» INPUT MATERIAL:
'''

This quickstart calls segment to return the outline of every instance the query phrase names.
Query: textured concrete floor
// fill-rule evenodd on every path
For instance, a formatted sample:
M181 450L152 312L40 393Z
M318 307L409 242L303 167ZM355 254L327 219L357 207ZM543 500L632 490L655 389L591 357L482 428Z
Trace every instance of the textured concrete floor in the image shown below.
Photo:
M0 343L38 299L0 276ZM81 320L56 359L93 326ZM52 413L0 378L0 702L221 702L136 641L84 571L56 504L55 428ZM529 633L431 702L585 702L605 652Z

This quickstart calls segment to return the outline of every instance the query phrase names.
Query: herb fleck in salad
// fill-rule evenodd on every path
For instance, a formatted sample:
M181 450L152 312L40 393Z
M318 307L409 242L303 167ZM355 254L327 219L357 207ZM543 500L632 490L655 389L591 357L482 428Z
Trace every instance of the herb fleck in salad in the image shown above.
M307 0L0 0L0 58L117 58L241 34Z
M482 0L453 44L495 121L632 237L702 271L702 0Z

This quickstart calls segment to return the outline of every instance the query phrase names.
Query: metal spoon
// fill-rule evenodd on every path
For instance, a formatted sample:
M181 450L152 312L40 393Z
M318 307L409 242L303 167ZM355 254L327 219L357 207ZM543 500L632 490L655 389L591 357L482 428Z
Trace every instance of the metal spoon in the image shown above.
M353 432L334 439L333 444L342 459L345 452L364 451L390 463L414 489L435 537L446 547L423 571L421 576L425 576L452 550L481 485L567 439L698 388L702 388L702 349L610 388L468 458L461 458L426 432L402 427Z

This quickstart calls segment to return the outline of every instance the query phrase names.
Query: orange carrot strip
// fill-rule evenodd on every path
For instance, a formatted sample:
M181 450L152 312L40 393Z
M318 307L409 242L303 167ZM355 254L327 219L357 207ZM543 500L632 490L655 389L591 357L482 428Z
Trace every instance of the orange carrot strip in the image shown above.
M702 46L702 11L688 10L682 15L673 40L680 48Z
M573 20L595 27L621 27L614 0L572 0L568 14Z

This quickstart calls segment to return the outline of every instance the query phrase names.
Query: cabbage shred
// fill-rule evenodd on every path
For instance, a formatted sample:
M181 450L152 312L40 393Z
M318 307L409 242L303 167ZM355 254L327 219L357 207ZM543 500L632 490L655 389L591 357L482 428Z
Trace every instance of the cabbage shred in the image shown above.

'''

» WRITTEN REQUEST:
Reproduce every one of the records above, line for line and without any change.

» RESPONSE:
This quickstart calls segment to return the outline of every instance the query phrase names.
Query: textured concrete floor
// fill-rule evenodd on every path
For instance, a formatted sample:
M181 450L152 312L40 393Z
M318 307L409 242L303 167ZM355 254L327 219L357 207ZM543 500L632 490L655 389L591 357L482 428Z
Trace every instance of the textured concrete floor in the image shown below.
Photo:
M0 343L38 299L0 276ZM81 320L56 359L93 326ZM52 413L0 378L0 702L221 702L136 641L84 571L56 504L55 428ZM529 633L431 702L585 702L605 652Z

This quickstart calls segment to return the outline of every instance the query phrase names.
Query: herb fleck in salad
// fill-rule evenodd on every path
For instance, a formatted sample:
M181 450L152 312L40 393Z
M318 307L409 242L303 167ZM355 254L327 219L357 207ZM543 500L632 490L655 389L591 357L482 428Z
Trace every instance of the herb fleck in salad in the image shown above.
M307 0L0 0L0 58L117 58L241 34Z
M482 0L453 44L495 121L632 237L702 271L702 0Z

This quickstart calls segment to return the outline of every instance the query phrase names.
Query: metal spoon
// fill-rule evenodd on every path
For instance, a formatted sample:
M181 450L152 312L40 393Z
M318 307L409 242L303 167ZM355 254L327 219L357 207ZM543 500L632 490L655 389L591 357L482 428Z
Trace every instance of the metal spoon in the image shown above.
M353 432L334 439L333 444L342 459L345 452L364 451L390 463L414 489L435 537L446 547L423 571L421 576L425 576L452 550L481 485L567 439L698 388L702 388L702 349L610 388L468 458L461 458L426 432L402 427Z

This quickstart calls segment to return the outline of every instance the query phrase names.
Query: orange carrot strip
// fill-rule evenodd on every path
For instance, a formatted sample:
M181 450L152 312L40 393Z
M318 307L409 242L303 167ZM355 254L327 219L357 207ZM543 500L632 490L655 389L591 357L482 428Z
Trace every instance of the orange carrot strip in the image shown above.
M702 46L702 11L688 10L682 15L673 40L680 48Z
M573 20L595 27L621 27L614 0L572 0L568 14Z

This quickstart calls segment to return the outline of every instance the query phrase names.
Query: cabbage shred
// fill-rule evenodd on every path
For instance, a formatted sample:
M181 450L152 312L40 393Z
M318 307L409 242L303 167ZM355 254L327 219L357 207ZM543 500L632 490L655 389L591 357L482 428Z
Trace every instance of the cabbage shred in the image shown above.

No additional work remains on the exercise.